Task to carry out => Return every line of the items below that contains the string "suspender", treating uppercase and lowercase as different.
##############################
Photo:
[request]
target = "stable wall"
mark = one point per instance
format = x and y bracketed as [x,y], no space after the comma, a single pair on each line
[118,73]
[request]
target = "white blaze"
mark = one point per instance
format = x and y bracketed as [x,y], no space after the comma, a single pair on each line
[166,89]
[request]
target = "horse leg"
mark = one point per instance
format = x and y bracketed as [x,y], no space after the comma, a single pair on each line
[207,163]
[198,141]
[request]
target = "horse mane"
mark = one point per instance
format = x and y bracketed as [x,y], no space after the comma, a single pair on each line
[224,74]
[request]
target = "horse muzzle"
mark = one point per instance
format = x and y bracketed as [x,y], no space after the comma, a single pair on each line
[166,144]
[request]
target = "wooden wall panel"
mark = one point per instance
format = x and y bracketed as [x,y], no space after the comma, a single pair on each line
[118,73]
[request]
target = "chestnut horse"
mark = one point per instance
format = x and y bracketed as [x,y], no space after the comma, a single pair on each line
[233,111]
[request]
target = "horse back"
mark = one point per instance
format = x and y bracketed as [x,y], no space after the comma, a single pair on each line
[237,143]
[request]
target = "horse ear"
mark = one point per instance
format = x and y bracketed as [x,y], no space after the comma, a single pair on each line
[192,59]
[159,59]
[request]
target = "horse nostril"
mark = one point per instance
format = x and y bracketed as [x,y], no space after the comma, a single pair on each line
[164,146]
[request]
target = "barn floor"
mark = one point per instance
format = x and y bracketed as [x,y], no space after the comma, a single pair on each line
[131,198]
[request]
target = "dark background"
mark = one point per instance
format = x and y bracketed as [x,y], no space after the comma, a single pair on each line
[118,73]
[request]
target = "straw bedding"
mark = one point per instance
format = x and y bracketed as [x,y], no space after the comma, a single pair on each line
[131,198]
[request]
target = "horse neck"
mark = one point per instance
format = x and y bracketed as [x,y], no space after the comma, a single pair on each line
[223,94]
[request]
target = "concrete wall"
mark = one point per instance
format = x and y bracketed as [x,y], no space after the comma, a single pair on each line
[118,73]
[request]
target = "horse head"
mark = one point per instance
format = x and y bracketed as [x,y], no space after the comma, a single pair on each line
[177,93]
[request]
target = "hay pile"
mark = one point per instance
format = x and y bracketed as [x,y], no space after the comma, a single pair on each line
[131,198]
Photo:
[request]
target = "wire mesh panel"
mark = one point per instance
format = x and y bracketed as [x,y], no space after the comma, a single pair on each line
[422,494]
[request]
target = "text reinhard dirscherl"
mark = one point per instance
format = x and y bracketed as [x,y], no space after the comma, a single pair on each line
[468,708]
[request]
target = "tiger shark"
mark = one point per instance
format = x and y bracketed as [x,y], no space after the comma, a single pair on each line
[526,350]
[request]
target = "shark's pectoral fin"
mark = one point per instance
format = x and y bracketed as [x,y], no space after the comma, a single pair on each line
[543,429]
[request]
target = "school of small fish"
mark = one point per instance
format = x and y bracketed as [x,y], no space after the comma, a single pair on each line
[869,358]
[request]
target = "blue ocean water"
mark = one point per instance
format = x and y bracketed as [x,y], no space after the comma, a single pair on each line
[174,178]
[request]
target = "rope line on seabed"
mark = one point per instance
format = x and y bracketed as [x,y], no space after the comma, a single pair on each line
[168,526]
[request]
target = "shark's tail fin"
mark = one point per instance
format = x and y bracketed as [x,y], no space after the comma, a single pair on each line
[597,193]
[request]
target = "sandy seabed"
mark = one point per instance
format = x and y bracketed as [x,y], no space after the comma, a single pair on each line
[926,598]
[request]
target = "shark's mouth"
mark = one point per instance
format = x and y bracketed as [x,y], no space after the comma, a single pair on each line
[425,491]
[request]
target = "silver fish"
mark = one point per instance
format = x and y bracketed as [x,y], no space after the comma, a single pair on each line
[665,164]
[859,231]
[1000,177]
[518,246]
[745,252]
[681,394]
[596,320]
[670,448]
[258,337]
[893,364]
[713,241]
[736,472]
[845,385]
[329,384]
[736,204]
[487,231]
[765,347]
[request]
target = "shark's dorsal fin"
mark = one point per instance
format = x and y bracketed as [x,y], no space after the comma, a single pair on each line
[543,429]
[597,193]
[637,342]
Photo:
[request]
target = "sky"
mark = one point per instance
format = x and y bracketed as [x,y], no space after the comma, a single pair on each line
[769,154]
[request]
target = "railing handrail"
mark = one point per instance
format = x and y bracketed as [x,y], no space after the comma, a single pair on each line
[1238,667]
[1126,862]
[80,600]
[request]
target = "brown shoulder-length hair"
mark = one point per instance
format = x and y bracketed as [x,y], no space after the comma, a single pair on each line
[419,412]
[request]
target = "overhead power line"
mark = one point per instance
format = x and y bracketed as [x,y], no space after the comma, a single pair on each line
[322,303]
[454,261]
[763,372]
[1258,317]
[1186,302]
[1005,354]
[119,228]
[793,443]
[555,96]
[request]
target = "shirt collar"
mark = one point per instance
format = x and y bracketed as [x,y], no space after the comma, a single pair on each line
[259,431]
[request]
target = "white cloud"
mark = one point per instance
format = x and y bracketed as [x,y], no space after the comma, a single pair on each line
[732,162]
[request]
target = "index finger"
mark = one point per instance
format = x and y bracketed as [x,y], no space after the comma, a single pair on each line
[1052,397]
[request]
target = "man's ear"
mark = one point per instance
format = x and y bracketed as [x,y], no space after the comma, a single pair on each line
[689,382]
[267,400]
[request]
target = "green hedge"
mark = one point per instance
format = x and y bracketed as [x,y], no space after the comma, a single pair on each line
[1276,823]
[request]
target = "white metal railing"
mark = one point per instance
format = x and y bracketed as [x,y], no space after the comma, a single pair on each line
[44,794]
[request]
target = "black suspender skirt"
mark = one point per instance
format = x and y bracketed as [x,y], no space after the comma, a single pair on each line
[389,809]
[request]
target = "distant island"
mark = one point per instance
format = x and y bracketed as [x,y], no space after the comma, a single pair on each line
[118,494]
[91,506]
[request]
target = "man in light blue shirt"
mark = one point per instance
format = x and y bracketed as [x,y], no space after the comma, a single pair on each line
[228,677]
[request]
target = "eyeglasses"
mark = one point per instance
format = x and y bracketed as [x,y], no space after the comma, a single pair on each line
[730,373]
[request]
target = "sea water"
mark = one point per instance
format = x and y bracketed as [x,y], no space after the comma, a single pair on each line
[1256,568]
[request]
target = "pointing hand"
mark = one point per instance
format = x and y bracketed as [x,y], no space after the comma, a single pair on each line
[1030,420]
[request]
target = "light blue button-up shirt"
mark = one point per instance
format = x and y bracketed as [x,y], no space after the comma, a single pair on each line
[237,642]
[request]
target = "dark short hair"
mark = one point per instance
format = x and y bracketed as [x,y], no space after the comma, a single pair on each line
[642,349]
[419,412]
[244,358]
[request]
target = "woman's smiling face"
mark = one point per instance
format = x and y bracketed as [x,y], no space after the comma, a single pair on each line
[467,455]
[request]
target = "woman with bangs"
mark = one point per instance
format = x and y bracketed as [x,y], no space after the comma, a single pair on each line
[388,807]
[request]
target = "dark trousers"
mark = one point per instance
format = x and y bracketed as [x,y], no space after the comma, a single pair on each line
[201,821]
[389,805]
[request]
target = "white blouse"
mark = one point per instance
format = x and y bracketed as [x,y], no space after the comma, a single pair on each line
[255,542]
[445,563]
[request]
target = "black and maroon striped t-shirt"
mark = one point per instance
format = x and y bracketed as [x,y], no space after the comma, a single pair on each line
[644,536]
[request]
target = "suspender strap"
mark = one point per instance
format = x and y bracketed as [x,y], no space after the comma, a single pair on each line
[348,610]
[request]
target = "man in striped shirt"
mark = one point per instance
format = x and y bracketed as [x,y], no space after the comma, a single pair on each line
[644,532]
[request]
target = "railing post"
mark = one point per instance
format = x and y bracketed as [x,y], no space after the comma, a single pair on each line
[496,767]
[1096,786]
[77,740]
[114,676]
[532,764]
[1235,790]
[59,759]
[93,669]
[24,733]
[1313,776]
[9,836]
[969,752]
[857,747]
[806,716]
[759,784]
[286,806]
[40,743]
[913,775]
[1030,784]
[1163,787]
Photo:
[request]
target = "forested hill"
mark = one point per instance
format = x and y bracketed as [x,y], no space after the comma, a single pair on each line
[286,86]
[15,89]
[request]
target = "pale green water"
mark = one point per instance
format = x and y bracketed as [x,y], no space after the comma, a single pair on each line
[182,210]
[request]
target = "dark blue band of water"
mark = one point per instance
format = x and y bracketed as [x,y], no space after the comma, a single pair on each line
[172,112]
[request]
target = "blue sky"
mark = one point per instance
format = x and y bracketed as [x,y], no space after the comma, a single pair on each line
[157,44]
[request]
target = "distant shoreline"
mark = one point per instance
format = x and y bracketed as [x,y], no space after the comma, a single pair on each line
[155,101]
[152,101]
##############################
Output for this task =>
target = "black suspender skirt"
target = "suspender strap"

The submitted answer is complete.